**Excerpted text:**
*** Block opens ***

That's what happened to Rodney Hulin. The 17-year-old Texas teen was sentenced to eight years in an adult prison for setting fire to a dumpster as a prank. Almost immediately after entering prison, he was repeatedly beaten and raped by older, bigger prisoners. Prison officials ignored pleas for help from Rodney and his family. An assistant warden told Rodney's mother that her son needed to grow up." Finally, the despondent teen hung himself in his cell rather than face further abuse. He languished in a coma for four months before he died.

Although stories like these are far from uncommon, many prison and jail officials claim that little or no sexual abuse takes place inside their facilities. They are able to maintain this charade because very little reliable research has been done on the prevalence of rape behind bars.
However, one pioneering study of Midwestern prisons conducted by social scientist Cindy Struckman-Johnson found that sexual abuse in prisons and jails is rampant one in five male prisoners had been sexually pressured, and one in 10 had been raped. At one women's facility studied by Struckman-Johnson, more than a quarter of the prisoners said that they had been sexually abused.

*** Block closes ***

**Source material:**

*** Block opens ***

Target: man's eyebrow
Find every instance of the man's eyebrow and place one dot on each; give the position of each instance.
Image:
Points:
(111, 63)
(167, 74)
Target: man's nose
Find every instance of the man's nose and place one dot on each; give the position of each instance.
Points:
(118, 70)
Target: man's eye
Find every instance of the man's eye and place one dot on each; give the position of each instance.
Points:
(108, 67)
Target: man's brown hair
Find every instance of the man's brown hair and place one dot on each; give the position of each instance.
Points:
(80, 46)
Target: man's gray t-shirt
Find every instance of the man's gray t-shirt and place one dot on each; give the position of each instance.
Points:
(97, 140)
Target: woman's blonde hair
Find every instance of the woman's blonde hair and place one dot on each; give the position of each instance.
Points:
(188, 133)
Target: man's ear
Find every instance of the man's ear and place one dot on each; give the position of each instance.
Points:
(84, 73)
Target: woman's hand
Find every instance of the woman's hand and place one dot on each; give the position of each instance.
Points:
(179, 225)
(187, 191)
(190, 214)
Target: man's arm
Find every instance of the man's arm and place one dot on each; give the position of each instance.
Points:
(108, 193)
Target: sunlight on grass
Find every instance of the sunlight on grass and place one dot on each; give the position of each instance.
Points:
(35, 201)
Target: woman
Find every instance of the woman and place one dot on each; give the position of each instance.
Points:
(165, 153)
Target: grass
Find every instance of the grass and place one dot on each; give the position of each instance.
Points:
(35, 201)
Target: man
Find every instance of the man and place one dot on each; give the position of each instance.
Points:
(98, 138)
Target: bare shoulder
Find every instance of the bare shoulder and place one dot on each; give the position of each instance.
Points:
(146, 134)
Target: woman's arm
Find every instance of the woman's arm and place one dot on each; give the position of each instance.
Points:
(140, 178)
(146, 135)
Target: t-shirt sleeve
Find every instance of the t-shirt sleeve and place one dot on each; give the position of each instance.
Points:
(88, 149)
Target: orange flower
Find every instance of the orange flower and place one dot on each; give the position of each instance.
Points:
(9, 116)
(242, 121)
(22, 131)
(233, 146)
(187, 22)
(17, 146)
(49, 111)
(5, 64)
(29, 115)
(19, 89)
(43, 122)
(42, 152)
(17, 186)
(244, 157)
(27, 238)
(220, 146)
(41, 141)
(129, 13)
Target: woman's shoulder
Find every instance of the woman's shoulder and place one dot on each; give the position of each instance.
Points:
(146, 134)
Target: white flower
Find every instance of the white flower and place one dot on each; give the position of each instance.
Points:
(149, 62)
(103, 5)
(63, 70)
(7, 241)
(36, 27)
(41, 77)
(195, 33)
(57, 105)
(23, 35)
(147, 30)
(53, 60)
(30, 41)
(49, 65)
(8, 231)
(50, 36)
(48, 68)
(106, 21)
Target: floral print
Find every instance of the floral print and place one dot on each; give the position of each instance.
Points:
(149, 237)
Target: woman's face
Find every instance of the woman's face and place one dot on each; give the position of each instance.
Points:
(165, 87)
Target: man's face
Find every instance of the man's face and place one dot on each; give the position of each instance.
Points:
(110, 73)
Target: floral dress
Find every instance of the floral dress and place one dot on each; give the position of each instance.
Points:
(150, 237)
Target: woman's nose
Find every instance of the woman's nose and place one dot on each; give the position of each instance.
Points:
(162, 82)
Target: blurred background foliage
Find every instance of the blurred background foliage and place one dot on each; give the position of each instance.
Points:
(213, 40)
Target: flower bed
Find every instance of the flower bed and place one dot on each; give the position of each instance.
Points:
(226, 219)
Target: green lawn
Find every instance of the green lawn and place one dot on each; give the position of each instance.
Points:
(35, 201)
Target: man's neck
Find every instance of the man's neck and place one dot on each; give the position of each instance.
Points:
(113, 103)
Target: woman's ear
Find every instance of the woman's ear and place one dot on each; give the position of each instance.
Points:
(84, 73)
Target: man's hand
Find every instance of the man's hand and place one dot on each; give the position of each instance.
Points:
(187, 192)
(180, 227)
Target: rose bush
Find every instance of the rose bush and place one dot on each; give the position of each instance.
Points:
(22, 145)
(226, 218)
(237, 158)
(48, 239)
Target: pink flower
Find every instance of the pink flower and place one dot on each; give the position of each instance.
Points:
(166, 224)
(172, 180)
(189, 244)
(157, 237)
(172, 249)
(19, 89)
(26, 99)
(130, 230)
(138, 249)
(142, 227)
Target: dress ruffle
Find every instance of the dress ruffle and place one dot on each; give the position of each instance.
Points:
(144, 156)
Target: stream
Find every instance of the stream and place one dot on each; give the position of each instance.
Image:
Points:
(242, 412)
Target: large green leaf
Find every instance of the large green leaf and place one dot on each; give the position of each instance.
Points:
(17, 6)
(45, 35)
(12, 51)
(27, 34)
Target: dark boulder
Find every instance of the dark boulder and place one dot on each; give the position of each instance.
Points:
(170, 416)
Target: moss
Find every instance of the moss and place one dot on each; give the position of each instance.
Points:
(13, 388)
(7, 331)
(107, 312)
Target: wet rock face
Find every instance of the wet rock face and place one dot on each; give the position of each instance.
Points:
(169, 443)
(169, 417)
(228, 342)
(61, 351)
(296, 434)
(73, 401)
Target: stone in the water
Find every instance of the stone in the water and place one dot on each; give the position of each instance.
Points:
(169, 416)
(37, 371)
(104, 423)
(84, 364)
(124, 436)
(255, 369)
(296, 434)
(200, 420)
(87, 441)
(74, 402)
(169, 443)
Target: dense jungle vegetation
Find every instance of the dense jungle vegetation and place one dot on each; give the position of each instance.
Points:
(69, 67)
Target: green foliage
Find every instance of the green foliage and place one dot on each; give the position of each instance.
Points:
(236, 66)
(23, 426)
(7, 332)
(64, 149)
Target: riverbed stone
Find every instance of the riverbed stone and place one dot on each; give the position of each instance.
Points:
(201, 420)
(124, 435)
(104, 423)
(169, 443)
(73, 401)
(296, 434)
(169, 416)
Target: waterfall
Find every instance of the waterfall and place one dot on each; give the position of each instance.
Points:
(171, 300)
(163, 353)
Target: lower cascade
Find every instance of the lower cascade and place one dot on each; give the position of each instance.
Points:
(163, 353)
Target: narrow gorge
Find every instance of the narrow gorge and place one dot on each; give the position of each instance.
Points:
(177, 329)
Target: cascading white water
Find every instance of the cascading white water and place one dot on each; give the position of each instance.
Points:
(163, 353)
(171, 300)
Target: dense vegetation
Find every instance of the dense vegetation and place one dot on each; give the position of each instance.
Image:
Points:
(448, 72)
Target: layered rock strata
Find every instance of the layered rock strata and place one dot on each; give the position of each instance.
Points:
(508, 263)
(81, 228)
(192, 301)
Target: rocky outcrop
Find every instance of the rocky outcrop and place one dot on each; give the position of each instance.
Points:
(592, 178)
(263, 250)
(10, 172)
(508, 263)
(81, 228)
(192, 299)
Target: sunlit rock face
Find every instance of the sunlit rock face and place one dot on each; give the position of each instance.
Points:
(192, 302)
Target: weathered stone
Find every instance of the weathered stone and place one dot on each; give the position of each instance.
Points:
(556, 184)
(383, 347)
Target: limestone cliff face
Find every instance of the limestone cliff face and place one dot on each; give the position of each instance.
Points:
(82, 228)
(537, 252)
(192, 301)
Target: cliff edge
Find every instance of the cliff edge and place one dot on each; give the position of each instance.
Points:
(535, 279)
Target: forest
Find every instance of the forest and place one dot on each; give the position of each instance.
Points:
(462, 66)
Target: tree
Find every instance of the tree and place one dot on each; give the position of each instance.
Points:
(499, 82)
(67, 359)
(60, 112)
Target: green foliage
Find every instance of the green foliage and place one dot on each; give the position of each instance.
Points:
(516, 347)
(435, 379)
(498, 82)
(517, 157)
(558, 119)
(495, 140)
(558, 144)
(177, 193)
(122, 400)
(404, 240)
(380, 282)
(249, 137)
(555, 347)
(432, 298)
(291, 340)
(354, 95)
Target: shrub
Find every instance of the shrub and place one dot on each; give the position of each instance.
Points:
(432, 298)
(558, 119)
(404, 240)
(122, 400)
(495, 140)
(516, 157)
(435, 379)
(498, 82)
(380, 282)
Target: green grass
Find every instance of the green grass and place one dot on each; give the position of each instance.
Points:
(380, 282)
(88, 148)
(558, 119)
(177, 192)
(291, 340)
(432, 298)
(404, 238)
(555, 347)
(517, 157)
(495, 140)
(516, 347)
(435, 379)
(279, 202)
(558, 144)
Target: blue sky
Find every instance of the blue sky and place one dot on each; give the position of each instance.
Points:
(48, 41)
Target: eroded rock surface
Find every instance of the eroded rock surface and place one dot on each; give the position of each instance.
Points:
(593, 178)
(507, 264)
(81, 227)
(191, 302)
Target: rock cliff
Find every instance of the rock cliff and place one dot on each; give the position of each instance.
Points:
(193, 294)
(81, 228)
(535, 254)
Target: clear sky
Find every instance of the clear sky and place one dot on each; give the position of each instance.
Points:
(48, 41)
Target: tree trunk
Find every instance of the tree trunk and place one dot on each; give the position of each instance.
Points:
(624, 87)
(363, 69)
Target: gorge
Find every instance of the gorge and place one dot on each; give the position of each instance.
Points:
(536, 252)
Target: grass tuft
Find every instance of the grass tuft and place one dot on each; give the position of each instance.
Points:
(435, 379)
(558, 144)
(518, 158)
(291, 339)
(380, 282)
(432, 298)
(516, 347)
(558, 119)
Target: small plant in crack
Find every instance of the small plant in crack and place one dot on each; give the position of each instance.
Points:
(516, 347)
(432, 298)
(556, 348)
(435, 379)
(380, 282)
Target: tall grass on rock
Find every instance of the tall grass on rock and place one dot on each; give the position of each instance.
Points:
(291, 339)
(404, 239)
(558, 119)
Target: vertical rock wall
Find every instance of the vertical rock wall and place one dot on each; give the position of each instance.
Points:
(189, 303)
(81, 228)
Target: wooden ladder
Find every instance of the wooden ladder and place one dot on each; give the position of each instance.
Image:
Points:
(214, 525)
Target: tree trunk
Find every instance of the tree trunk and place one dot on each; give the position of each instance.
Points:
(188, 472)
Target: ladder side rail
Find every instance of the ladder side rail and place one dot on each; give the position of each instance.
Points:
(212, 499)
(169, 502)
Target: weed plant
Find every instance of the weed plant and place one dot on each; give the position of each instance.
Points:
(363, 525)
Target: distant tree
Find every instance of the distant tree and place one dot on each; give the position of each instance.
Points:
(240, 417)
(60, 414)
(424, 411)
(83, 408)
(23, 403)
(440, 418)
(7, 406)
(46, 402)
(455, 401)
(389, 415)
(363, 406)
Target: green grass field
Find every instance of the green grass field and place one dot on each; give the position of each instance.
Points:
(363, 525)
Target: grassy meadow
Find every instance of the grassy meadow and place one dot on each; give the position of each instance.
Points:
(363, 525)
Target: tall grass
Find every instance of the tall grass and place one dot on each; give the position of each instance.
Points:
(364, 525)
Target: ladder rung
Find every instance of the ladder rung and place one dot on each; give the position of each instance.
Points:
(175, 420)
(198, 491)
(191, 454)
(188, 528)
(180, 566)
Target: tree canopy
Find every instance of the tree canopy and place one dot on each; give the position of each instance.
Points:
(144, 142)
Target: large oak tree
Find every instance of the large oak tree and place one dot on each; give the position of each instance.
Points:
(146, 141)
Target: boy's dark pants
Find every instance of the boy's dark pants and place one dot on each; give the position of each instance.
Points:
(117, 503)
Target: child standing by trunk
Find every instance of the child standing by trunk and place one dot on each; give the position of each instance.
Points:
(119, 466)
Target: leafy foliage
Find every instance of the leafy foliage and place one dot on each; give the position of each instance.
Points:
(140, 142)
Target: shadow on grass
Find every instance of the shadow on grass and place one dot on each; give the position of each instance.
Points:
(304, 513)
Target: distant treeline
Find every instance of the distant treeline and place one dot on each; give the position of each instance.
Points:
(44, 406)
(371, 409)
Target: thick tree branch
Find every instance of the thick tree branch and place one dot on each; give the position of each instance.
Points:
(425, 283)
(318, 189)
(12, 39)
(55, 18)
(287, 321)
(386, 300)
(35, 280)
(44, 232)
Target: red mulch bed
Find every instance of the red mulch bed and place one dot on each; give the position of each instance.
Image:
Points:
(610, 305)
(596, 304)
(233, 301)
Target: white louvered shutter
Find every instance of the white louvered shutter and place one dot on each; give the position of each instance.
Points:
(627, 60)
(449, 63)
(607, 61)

*** Block closes ***

Repeat word for word everything in the passage on prison sexual abuse from "However, one pioneering" down to "been sexually abused.". The listing has no connection to the passage on prison sexual abuse.

However, one pioneering study of Midwestern prisons conducted by social scientist Cindy Struckman-Johnson found that sexual abuse in prisons and jails is rampant one in five male prisoners had been sexually pressured, and one in 10 had been raped. At one women's facility studied by Struckman-Johnson, more than a quarter of the prisoners said that they had been sexually abused.